■ **Request**
Please count the lines in the data below that contain the word "road" and reply with the number only.

[Records from a collection]
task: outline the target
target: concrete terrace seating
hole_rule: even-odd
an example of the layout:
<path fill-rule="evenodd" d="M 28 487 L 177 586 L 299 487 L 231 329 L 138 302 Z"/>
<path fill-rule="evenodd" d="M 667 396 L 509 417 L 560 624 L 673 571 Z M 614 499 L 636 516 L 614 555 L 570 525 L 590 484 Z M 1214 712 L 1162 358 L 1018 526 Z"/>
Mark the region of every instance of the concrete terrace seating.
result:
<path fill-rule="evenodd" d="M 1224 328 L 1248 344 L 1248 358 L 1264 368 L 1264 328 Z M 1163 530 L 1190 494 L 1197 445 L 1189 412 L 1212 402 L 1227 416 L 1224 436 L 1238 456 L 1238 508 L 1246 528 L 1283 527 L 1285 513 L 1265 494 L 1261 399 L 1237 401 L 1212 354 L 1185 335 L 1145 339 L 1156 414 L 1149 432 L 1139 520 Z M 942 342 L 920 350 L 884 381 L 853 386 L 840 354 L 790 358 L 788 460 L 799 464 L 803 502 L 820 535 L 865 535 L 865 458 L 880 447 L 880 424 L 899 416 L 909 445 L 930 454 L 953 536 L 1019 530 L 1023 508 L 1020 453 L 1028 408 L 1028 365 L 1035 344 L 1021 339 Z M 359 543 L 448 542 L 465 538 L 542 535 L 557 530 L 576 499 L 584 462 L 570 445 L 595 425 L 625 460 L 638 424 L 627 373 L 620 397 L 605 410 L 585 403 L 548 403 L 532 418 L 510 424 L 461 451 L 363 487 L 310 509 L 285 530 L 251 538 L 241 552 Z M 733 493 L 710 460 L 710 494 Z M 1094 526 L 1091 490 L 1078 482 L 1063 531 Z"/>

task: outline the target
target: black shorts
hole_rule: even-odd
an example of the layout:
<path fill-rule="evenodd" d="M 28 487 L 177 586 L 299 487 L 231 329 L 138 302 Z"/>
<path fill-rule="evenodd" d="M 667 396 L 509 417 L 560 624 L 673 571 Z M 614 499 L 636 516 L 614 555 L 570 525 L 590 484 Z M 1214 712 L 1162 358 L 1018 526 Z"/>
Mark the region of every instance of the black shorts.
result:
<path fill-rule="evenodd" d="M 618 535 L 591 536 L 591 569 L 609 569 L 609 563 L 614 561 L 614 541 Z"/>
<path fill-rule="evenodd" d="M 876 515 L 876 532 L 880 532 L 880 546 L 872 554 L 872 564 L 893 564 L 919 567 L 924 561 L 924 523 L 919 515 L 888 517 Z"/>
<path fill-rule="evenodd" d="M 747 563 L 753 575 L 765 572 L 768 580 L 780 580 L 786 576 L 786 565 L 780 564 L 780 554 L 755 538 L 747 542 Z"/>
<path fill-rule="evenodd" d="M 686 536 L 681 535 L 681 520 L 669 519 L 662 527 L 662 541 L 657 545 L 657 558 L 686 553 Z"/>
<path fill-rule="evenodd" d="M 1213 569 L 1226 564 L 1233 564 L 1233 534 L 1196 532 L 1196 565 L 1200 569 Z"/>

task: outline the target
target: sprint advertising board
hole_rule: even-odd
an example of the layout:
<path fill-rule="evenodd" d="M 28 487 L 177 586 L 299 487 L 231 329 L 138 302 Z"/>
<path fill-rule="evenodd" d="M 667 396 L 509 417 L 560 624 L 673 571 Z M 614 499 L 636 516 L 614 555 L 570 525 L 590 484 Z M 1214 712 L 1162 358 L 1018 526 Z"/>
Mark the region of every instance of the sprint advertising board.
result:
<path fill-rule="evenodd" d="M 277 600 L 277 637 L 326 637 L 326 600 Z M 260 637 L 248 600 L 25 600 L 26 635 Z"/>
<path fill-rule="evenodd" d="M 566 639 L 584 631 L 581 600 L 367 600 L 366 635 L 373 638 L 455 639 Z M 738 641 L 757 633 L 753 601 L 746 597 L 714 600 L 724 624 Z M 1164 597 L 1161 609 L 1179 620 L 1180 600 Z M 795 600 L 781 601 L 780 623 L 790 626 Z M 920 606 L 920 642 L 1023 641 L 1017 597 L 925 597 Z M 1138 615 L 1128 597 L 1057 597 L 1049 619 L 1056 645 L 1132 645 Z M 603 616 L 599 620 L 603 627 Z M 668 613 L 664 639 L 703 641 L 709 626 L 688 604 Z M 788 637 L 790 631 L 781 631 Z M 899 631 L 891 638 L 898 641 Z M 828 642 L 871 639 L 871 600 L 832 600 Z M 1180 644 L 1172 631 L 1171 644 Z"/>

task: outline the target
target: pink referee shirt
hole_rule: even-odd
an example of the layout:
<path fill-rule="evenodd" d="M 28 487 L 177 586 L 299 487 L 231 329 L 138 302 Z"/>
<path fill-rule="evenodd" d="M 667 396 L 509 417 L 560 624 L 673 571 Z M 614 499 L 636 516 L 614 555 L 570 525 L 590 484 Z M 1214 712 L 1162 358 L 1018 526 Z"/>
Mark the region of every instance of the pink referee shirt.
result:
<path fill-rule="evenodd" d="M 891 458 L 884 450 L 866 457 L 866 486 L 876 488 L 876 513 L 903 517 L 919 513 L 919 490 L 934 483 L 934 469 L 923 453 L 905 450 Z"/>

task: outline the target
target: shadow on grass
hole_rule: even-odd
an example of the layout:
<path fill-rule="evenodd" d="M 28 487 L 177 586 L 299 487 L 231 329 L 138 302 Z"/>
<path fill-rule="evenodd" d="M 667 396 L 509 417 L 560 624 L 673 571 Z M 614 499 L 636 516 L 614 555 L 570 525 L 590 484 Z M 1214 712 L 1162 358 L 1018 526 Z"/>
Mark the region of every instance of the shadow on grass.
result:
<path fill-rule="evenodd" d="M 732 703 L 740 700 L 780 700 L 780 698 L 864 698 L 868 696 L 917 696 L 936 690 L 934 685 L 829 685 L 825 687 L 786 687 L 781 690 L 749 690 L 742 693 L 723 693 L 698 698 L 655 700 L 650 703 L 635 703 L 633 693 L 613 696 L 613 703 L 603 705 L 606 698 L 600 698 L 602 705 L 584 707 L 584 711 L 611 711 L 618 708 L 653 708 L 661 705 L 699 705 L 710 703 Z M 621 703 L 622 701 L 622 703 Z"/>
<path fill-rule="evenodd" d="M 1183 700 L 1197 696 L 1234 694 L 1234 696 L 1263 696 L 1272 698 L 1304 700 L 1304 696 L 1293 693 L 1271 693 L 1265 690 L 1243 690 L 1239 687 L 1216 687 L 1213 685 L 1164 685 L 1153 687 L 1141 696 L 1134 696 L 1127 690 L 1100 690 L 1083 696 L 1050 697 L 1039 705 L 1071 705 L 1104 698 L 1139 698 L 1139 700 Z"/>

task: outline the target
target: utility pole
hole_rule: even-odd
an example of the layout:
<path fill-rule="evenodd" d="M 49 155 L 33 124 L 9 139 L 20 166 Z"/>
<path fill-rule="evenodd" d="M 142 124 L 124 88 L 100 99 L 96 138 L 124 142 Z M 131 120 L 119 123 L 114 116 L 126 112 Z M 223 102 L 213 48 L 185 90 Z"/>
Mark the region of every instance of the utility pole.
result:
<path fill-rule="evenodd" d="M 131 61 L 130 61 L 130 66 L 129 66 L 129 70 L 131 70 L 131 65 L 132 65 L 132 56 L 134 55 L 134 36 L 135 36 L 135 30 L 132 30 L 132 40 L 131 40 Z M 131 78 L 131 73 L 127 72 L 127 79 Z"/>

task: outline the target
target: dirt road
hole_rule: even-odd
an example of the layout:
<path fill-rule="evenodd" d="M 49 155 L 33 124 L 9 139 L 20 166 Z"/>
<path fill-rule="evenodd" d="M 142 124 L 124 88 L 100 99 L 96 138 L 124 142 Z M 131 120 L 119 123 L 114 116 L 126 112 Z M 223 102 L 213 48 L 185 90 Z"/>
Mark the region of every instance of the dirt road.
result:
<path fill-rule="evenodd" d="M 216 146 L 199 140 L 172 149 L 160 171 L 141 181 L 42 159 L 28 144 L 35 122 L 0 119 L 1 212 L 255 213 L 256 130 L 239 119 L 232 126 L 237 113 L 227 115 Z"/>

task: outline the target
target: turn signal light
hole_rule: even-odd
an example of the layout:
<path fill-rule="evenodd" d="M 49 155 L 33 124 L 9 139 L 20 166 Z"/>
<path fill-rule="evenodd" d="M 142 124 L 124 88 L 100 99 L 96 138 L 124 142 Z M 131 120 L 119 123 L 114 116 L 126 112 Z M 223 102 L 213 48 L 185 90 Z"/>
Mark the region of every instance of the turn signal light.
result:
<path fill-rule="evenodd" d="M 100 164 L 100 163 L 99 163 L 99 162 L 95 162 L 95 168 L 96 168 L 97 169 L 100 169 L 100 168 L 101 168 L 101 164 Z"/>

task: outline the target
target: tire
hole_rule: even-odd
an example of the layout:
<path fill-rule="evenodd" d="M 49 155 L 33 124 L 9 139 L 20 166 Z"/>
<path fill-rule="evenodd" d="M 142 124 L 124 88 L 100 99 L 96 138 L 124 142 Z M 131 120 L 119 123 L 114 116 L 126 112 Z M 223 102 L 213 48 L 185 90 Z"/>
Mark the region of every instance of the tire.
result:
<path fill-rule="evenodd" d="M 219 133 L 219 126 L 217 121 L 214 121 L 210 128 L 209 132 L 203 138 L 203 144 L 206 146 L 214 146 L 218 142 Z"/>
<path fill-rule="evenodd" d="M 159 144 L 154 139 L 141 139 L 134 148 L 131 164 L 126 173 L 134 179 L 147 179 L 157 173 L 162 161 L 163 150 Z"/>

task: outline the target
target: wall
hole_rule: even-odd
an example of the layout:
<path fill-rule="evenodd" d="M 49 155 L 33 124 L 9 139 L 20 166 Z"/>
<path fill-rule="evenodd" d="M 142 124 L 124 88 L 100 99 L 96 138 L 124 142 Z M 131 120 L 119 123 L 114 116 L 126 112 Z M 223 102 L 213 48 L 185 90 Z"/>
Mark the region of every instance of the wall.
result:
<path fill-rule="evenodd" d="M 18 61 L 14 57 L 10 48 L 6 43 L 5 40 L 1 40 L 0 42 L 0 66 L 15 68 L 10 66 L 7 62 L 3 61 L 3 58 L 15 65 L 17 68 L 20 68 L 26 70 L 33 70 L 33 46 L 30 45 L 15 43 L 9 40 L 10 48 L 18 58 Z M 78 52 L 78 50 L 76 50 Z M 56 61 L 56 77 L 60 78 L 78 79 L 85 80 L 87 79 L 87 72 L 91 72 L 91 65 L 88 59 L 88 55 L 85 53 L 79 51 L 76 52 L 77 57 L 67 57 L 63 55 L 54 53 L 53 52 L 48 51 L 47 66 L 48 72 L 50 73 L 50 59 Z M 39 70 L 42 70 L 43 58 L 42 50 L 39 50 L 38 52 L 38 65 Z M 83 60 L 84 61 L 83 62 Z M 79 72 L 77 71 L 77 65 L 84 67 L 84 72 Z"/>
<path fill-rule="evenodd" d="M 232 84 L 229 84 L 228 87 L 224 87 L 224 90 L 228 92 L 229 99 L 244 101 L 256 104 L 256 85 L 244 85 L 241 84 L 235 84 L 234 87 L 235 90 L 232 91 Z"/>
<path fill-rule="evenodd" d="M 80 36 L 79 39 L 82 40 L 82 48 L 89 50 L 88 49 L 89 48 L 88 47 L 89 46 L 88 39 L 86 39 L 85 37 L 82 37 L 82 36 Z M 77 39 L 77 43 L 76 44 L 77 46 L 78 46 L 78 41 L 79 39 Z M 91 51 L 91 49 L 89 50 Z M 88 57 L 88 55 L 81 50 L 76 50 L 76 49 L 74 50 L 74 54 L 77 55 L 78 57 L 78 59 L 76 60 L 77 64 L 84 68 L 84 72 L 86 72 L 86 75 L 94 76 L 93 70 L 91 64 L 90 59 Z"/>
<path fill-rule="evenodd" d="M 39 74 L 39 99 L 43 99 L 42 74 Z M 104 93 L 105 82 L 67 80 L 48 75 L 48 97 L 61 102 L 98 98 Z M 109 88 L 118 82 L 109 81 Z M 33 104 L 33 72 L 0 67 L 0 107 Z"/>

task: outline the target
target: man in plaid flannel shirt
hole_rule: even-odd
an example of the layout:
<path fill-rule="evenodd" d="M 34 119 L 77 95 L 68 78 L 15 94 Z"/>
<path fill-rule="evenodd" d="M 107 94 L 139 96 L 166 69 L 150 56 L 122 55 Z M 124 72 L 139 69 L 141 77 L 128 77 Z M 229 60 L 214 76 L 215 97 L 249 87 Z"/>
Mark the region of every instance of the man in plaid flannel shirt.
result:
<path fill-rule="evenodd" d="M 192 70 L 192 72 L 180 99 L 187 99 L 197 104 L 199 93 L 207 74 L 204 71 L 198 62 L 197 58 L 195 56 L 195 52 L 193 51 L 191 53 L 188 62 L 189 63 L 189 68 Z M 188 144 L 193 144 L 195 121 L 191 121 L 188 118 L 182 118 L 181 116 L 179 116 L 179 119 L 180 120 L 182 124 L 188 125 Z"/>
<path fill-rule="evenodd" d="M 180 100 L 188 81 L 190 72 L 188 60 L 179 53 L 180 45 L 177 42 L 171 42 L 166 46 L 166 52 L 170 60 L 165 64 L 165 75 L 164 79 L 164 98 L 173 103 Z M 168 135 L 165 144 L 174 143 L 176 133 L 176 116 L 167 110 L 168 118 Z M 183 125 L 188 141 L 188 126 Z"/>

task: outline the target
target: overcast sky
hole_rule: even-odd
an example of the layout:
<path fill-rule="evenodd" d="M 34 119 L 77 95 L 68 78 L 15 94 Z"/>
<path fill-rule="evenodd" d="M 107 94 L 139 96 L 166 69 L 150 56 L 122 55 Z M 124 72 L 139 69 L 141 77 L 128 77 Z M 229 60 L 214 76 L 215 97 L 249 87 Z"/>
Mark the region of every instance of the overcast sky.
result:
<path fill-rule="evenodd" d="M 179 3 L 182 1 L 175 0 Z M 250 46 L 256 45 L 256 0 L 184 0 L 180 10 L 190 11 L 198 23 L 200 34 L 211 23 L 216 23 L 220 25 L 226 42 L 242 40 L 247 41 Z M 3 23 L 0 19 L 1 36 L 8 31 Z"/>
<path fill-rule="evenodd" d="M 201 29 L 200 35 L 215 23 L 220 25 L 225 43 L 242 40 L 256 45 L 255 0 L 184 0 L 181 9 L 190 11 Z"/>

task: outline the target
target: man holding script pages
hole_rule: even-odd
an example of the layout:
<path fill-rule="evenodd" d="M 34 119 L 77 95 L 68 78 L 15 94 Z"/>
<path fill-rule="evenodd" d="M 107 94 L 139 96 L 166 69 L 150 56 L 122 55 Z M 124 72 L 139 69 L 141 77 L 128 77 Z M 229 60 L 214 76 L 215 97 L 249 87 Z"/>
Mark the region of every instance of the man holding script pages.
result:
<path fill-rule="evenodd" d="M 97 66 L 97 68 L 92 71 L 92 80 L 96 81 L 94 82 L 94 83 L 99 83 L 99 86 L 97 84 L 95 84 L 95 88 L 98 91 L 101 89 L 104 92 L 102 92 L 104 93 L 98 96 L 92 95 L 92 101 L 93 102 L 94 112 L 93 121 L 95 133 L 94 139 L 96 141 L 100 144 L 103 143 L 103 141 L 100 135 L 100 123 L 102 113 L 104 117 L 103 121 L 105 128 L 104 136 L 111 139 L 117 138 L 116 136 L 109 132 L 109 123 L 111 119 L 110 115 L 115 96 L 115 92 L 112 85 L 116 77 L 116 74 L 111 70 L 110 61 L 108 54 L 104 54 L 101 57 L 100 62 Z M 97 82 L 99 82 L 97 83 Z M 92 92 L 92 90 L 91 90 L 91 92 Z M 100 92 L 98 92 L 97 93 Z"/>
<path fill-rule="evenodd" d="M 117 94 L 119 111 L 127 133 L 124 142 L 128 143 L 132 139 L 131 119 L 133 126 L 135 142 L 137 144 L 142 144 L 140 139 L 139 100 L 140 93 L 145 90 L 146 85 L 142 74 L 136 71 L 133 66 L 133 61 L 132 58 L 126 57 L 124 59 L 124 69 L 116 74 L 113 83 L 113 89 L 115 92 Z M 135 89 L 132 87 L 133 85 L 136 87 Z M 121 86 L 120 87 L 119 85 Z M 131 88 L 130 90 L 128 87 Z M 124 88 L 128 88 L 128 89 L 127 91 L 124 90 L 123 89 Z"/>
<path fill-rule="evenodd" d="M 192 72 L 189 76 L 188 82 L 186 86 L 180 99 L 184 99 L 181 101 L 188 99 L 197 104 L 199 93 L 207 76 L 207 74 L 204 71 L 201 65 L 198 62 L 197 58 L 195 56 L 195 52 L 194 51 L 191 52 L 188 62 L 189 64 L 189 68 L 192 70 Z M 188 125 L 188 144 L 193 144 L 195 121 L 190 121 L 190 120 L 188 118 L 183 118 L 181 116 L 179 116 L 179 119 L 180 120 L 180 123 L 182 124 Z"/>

■ **The response**
2